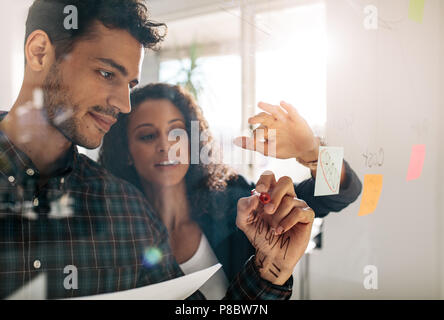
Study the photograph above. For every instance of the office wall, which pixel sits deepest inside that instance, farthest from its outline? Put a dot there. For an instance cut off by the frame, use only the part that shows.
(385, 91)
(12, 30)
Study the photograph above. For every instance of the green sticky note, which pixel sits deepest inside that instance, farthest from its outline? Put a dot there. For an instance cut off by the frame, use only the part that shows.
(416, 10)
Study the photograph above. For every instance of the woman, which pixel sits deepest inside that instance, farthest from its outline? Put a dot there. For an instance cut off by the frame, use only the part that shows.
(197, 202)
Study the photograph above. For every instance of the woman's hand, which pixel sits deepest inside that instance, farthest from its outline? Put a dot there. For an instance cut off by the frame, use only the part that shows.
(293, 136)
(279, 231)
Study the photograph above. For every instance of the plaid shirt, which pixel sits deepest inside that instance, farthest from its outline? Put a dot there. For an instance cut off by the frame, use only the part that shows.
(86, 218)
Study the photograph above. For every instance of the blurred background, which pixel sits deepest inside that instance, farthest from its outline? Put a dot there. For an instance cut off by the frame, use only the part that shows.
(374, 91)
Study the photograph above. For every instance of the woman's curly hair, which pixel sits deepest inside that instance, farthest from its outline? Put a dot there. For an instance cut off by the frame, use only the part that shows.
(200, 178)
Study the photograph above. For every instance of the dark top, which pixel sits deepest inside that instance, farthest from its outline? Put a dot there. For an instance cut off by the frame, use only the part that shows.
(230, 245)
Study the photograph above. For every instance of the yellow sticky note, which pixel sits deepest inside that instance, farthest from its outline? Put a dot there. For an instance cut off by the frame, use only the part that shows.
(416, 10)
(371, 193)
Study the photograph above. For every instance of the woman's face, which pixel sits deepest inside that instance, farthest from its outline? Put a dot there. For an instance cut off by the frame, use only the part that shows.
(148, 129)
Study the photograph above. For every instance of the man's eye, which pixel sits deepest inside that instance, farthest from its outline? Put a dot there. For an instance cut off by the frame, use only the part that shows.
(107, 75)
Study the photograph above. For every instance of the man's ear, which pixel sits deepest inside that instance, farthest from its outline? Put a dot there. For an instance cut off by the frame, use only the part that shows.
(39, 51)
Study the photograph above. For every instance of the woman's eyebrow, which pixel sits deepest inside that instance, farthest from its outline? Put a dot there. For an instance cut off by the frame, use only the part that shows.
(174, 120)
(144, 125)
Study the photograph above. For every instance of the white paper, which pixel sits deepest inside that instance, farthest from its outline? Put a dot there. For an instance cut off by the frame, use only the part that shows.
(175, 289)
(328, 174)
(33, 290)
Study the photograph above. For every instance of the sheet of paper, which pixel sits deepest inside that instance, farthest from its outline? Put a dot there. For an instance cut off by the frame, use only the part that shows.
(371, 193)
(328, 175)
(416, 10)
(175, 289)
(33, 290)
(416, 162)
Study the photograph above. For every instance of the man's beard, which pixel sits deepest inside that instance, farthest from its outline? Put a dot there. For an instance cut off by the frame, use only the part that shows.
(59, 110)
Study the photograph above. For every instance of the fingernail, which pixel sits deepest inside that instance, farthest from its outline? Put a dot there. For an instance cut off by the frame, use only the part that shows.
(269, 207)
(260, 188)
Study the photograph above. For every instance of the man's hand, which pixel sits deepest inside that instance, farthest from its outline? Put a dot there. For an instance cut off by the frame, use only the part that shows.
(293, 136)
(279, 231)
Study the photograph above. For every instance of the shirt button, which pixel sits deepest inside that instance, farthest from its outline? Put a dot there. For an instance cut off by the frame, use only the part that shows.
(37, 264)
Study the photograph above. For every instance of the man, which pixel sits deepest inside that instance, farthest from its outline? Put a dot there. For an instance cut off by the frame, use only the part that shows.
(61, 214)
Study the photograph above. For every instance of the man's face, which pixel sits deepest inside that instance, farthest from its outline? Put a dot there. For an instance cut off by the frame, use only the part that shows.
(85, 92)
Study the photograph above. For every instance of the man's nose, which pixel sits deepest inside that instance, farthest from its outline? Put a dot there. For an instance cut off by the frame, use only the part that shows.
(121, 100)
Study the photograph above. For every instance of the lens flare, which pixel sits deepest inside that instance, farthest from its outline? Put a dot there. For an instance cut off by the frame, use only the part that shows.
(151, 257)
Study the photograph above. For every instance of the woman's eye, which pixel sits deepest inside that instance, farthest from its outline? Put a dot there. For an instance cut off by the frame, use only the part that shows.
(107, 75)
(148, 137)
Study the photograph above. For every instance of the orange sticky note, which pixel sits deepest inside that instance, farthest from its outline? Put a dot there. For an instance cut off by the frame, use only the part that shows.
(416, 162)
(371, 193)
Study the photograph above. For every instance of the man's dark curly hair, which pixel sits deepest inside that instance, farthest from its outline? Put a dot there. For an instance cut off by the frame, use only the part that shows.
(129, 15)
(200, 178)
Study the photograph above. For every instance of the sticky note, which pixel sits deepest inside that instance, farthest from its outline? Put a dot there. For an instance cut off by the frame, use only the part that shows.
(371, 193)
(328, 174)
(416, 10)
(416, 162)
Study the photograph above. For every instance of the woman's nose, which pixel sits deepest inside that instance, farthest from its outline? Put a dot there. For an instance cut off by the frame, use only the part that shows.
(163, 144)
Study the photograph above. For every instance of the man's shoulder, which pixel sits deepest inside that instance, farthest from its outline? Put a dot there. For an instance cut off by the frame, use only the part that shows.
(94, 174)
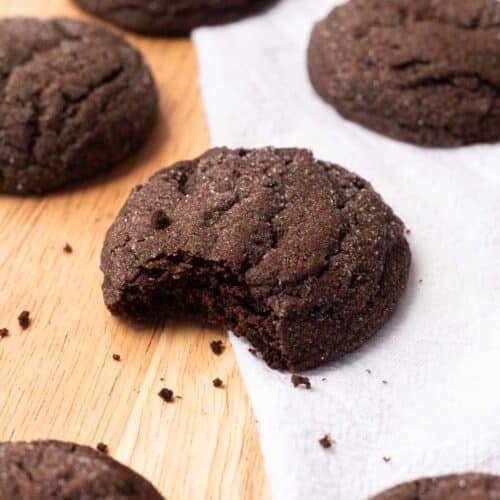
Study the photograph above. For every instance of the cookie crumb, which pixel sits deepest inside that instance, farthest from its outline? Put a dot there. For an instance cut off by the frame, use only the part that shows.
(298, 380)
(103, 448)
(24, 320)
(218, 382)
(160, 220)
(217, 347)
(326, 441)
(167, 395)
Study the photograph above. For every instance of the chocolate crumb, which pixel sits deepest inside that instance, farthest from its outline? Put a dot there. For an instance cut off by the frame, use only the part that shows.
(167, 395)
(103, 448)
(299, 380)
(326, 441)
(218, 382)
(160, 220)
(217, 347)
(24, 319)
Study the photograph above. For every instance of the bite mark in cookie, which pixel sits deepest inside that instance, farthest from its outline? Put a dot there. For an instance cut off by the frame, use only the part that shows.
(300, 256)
____________________
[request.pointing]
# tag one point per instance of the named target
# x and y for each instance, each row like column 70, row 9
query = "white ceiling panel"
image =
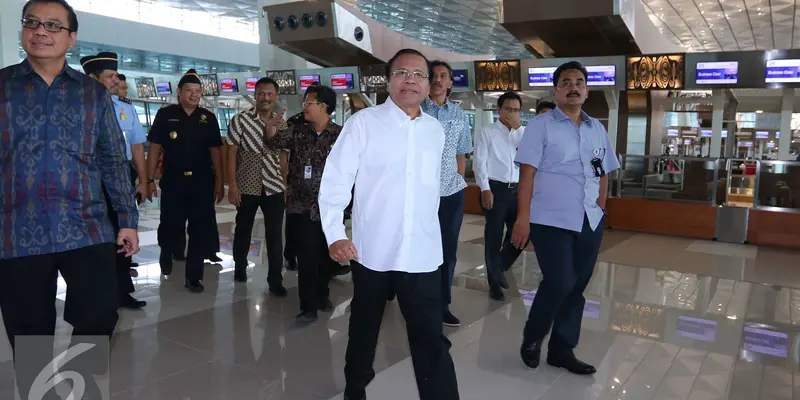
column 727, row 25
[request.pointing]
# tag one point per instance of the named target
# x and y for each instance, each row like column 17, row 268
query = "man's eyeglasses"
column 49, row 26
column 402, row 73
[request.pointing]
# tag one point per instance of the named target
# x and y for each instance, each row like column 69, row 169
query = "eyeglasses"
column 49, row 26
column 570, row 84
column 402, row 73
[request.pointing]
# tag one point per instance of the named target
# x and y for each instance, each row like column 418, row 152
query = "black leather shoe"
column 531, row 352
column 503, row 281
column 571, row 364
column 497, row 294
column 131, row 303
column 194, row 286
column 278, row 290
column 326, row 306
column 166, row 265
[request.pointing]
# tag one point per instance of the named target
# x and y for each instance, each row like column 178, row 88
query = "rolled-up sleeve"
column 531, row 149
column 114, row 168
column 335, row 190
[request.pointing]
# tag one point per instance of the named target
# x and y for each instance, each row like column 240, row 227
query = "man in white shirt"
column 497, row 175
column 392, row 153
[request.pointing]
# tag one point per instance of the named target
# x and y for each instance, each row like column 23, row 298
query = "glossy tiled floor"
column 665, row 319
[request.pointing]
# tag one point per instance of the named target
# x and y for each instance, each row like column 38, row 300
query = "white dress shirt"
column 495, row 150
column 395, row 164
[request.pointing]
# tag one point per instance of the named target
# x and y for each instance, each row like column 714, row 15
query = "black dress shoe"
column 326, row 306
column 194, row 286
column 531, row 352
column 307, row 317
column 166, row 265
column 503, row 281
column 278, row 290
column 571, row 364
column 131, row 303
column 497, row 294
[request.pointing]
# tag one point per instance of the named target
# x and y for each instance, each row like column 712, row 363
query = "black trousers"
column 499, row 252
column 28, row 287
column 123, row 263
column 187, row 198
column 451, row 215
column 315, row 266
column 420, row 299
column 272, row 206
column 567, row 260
____________________
=== Written exercise ===
From the records above, return each line that contains the word "hair".

=== Answer for this exercise ===
Study the photograph above. For every instance of the woman's curly hair, which pixel sits deepest inside that instance, farthest from its outline? Put a dot there. For an instance cut off by the frame, use only the part that shows.
Study the photograph above. For every instance of the man's dark curly hair, which pixel sits deepest inside that instance, farthest from its outline? Put a dot there. For an instance cut off by the frame, use only the part that shows.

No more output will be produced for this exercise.